[DATA SUPPLIED]
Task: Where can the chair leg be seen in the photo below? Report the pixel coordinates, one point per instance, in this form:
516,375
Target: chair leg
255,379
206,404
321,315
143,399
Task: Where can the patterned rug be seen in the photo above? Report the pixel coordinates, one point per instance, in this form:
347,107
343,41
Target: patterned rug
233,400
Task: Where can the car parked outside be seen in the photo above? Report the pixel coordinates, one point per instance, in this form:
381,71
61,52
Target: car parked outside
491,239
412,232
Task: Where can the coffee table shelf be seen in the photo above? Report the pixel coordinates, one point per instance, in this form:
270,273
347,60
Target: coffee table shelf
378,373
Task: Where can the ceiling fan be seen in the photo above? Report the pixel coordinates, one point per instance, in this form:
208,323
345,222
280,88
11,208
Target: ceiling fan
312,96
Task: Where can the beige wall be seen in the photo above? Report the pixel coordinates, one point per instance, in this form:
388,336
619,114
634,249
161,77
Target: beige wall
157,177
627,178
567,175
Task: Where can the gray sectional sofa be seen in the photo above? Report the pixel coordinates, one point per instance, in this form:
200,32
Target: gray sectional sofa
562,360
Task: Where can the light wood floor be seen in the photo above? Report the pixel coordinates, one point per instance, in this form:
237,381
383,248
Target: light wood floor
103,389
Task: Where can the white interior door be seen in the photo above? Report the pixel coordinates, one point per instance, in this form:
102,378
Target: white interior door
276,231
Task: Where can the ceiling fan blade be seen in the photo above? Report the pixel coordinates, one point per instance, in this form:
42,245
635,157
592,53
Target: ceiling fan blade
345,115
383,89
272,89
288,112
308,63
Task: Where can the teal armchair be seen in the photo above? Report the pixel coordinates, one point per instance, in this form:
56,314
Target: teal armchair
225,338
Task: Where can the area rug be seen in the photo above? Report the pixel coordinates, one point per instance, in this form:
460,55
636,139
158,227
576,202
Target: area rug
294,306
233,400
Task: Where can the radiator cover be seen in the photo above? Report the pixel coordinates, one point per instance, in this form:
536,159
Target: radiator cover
[/DATA SUPPLIED]
## ACTIVITY
If a line of the entries holds the word "radiator", copy it out.

## SOLUTION
Task: Where can the radiator cover be seen in the photo above? Report the pixel coordinates, one point per instance, in this form:
Target: radiator cover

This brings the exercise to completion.